WRITTEN PROBLEM: Find every line in the rows below that contains the word "birch", and copy each of those lines.

[BEGIN]

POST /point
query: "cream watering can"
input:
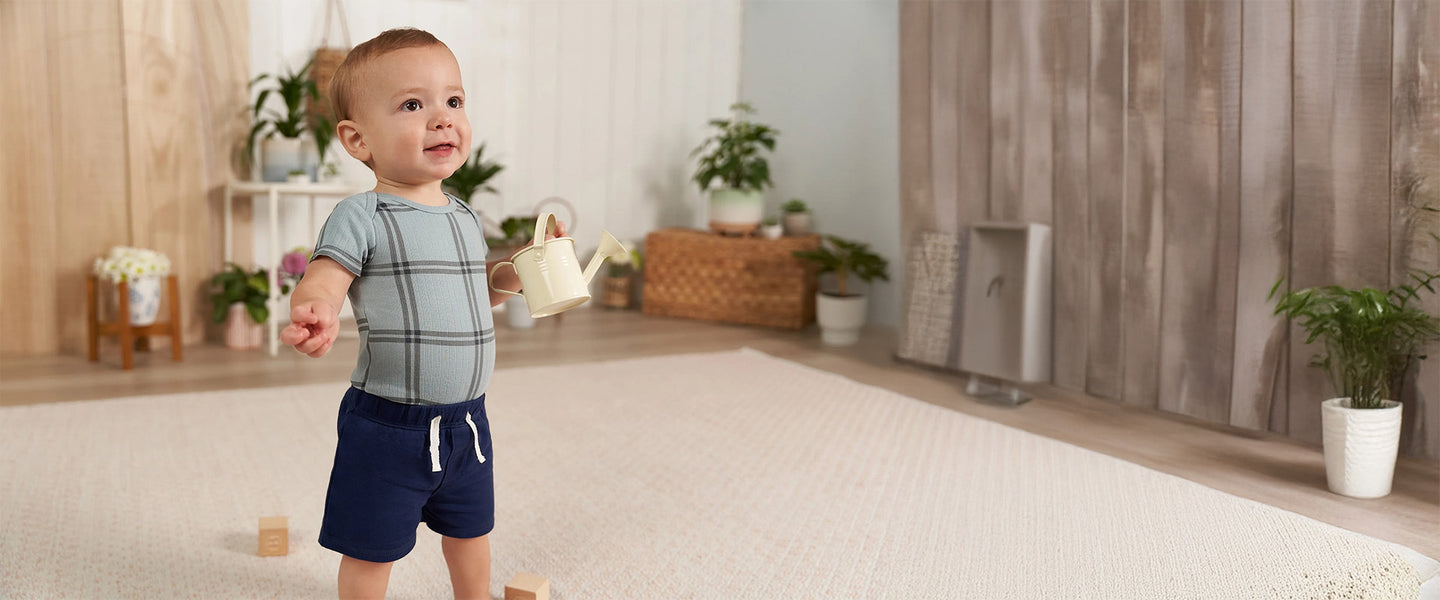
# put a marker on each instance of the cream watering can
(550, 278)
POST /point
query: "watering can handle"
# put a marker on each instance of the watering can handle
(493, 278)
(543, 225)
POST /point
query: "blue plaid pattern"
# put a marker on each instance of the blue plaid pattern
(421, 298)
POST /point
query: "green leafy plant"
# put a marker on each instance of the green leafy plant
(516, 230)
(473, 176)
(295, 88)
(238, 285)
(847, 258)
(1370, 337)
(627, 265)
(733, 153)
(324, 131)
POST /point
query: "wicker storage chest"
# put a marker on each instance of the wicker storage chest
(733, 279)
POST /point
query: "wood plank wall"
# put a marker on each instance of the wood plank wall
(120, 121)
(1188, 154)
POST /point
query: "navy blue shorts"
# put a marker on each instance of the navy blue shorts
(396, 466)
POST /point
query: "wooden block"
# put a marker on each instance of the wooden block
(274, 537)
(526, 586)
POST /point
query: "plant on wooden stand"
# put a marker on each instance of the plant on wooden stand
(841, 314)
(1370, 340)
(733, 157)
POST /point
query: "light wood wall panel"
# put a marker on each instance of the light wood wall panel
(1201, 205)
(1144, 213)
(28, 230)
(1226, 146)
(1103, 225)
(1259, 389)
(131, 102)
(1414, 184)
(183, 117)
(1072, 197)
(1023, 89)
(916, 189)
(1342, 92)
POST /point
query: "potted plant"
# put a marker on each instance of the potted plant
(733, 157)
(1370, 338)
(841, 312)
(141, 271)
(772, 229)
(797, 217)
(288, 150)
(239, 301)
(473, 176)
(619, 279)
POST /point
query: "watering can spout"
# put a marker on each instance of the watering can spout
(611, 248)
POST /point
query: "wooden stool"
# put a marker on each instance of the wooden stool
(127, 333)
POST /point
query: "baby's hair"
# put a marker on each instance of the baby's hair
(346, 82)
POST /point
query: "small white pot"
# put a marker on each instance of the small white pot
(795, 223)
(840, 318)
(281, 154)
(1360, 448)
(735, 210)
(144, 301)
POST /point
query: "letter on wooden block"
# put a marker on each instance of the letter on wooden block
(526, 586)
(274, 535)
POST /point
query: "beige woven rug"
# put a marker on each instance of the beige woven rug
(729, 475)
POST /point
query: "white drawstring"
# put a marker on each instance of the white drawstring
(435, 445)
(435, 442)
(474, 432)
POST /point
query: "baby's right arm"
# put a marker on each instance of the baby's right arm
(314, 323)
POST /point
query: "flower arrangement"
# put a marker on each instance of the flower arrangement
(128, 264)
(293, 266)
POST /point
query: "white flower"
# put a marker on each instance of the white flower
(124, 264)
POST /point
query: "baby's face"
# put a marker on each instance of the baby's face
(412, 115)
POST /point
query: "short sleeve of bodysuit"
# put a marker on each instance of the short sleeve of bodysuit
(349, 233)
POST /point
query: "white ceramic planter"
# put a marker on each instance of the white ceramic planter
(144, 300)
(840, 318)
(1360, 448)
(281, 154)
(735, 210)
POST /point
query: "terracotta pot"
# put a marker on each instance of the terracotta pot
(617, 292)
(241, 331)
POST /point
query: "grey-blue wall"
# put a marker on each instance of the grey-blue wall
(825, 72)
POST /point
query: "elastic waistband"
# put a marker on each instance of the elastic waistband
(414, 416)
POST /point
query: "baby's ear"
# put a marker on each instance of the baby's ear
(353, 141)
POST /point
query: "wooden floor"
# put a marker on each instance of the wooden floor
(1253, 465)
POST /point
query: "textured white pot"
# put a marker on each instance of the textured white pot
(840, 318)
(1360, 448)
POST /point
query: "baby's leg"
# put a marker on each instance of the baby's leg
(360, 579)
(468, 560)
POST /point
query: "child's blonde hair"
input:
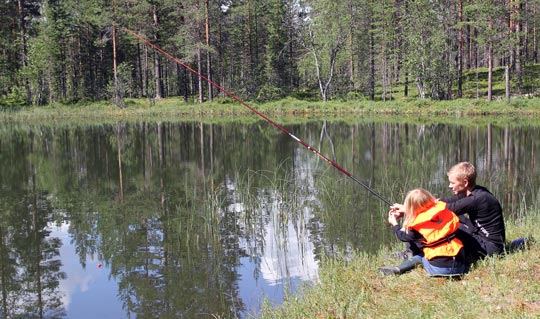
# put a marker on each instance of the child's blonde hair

[END]
[BEGIN]

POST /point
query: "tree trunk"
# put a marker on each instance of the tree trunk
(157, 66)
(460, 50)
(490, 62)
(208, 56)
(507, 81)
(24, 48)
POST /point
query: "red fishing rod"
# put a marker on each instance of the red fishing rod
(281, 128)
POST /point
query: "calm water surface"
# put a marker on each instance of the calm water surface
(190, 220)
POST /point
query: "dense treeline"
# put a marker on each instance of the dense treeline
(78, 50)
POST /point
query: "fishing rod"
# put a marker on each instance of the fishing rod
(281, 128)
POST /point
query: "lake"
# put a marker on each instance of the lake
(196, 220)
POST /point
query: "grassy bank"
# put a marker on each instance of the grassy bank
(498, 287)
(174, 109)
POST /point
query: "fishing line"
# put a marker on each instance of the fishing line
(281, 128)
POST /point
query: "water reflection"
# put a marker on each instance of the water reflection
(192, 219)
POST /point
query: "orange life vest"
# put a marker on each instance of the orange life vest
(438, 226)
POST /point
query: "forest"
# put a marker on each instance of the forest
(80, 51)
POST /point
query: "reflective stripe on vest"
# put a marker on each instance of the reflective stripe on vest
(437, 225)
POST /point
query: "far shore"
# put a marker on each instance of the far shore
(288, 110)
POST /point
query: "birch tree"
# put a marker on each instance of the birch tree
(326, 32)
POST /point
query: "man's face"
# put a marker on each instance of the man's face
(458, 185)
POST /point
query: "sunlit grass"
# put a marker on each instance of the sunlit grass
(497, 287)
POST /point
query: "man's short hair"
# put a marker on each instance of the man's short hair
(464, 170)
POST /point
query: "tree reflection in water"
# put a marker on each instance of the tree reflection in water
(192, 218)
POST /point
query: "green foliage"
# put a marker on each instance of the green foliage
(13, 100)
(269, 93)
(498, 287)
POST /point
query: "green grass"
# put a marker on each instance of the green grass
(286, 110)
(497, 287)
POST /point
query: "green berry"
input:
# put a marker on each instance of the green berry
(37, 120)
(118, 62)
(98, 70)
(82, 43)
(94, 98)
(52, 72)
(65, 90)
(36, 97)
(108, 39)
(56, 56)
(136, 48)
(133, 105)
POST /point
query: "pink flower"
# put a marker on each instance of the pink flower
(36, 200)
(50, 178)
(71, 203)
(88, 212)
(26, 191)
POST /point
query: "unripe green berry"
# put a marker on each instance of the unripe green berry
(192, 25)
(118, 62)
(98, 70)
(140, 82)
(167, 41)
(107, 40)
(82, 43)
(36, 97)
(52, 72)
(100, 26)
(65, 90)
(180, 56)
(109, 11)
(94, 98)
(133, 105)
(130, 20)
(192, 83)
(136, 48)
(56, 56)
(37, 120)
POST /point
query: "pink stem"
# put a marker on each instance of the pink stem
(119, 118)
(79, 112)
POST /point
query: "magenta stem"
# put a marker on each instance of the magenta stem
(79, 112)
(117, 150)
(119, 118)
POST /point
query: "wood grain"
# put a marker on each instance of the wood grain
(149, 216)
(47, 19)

[END]
[BEGIN]

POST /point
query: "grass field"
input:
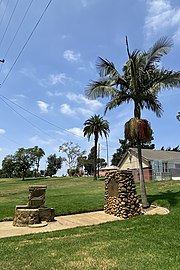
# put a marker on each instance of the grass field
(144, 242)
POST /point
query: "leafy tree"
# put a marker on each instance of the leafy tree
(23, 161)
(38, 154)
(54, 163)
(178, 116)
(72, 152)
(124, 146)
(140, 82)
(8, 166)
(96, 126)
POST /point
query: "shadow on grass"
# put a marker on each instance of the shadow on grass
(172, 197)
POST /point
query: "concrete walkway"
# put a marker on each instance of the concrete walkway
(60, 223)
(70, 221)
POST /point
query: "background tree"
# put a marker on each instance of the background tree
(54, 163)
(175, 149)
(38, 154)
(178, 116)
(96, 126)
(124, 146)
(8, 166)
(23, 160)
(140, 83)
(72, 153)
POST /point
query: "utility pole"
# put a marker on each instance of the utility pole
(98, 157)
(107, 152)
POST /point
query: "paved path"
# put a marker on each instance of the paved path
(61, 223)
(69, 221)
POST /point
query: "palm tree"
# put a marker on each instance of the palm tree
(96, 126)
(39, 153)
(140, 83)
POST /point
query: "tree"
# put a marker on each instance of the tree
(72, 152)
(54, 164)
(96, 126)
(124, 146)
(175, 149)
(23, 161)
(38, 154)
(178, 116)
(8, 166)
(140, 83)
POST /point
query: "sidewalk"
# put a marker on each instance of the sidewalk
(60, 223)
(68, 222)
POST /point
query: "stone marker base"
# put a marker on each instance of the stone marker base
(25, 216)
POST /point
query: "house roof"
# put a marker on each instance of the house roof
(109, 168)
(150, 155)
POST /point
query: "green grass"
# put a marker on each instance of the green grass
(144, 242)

[END]

TASK ANSWER:
query: "birch tree"
# put a marker on each instance of the birch tree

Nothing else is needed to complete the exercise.